[INDEKS] Jaki sprzęt kupić?
Powodzenia Big Grin Zwłaszcza za 1999 Big Grin Big Grin
Odpowiedz
Sugerujesz wprowadzanie klienta w błąd, poprzez złą cenę na stronie i potwierdzenie dostępności przez tel ?
Odpowiedz
(04-06-2015, 08:13 AM)Uboot napisał(a): Sugerujesz wprowadzanie klienta w błąd, poprzez złą cenę na stronie i potwierdzenie dostępności przez tel ?

Według strony internetowej paczka jest niedostępna. Więc magicznie się w ciągu świąt sprzedała Big Grin Pociesze Cię - niedostępna jest od paru miesięcy.
Niekoniecznie wprost wprowadzają klienta w błąd.
Chyba, że wprowadzaniem klienta w błąd jest odciąganie klienta od konkurencji, która towar MA na stanie i w normalnej cenie.

Sugeruję natomiast psucie rynku sztucznym zbijaniem cen produktów, których nie mają i mieć nie będą, tak jak zrobili to w przypadku efektów EBSa, gdzie na ich stronce np nowy Multidrive wisiał przez dobre pół roku za bodajże 399zł - oczywiście niedostępny.
Ten ABM 610 na ich stronce w promocyjnej cenie wisi dobre parę miesięcy. Nie wiem gdzie oni go kupią, żeby sprzedać za 1999. Zwłaszcza, że tej paczki już wycofano z produkcji. Chyba będą musieli zrobić jak Thomann, który wykupił wszystkie pozostałe w magazynach Magi i sprzedaje jako Tonemany. O ile w magazynach w UK jeszcze zostało coś z tych paczek.
Odpowiedz
U Ostrowskiego w muzyczny.pl we Wrocku głowa chyba stoi, a o paczkę bym ich jednak spytał telefonicznie. Oni bardzo dbają o klienta, i myślę, ze sprowadzą bez problemu, albo uzyskasz rzetelną informację, ze już jej nie ma w sprzedaży. Nie będzie też problemu, żeby u nich ograć. Mają nawet do tego odpowiedni pokój. Kupowałem u nich kilka rzeczy i zawsze byłem bardzo zadowolony.
Pozdrawiam
Ajgor
Ibanez SR300E, 
Ampeg BA-108, 
Ampeg PF 500, 
Samoróbka kolumna na głośniku Eminence Delta 15" 300W
Odpowiedz
(04-06-2015, 08:20 AM)mazdah napisał(a):
(04-06-2015, 08:13 AM)Uboot napisał(a): Sugerujesz wprowadzanie klienta w błąd, poprzez złą cenę na stronie i potwierdzenie dostępności przez tel ?

Zestawienie danych:
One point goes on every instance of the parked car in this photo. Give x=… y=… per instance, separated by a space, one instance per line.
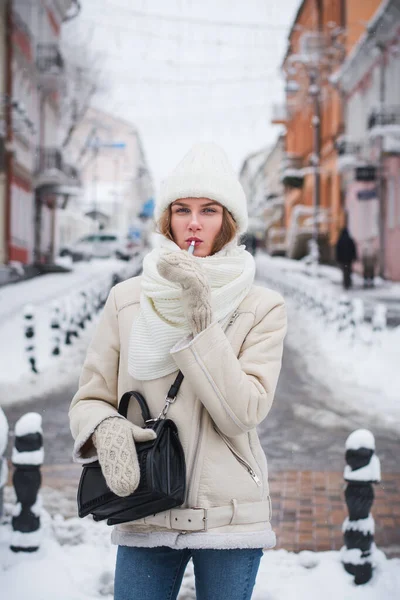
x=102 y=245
==
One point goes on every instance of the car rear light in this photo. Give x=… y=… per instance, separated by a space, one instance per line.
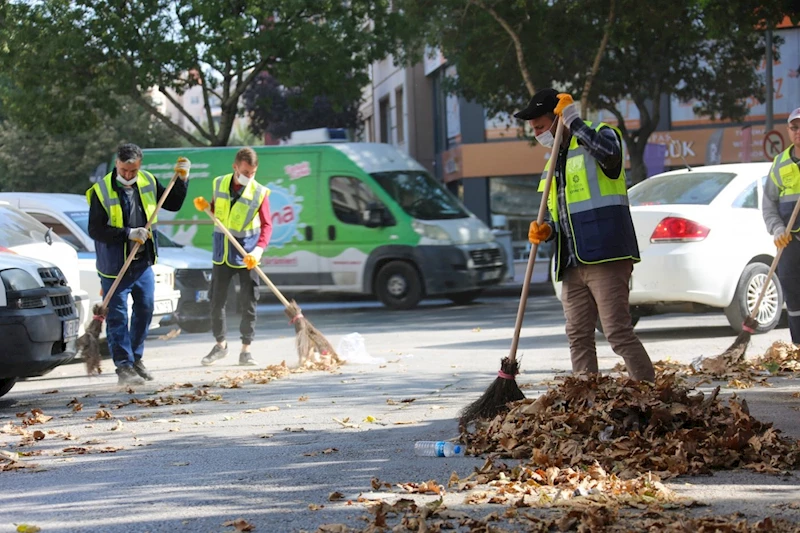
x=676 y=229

Zadania i ćwiczenia:
#1 Streść w punktach akapit z dyskusji o zakupie sprzętu zaczynający się od słów „U Ostrowskiego w muzyczny.pl”. Zachowaj najważniejsze informacje.
#2 Napisz dalszy ciąg dyskusji o zakupie sprzętu, zaczynając zaraz po ostatnim zdaniu.

Odpowiedzi do zadań:
#1
- W muzyczny.pl u Ostrowskiego we Wrocławiu głowa chyba jest dostępna.
- O paczkę lepiej zapytać telefonicznie.
- Sklep bardzo dba o klienta: pewnie sprowadzi paczkę bez problemu albo rzetelnie poinformuje, że nie ma jej już w sprzedaży.
- Można tam bez kłopotu ograć sprzęt, bo jest do tego odpowiedni pokój.
- Autor kupił tam kilka rzeczy i zawsze był bardzo zadowolony.

#2
Według strony internetowej paczka jest niedostępna. Więc magicznie się w ciągu świąt sprzedała Big Grin Pociesze Cię - niedostępna jest od paru miesięcy.
Niekoniecznie wprost wprowadzają klienta w błąd.
Chyba, że wprowadzaniem klienta w błąd jest odciąganie klienta od konkurencji, która towar MA na stanie i w normalnej cenie.

Sugeruję natomiast psucie rynku sztucznym zbijaniem cen produktów, których nie mają i mieć nie będą, tak jak zrobili to w przypadku efektów EBSa, gdzie na ich stronce np nowy Multidrive wisiał przez dobre pół roku za bodajże 399zł - oczywiście niedostępny.

+1
Odpowiedz
Od dawna to robią. Słabe to jest.
Odpowiedz
Kwestia wolnego rynku. Czy to fajne, czy nie - inna sprawa. Ostatnio kupuje pierdoly do basu przez allegro albo osobiście. Jak opóźnia się wysylka rzeczy kupionej przez allegro, to hasło 'moderacja' działa cuda.
Takie tam granie. 

Czy ta mordka jest taka, na jaką zasłużyło to forum?
[ ] tak
[ ] bardzo tak
Odpowiedz
GC mocno pierdoli za przeproszeniem choć nie ukrywam, że czasem trafi się promocja jakaś dobra.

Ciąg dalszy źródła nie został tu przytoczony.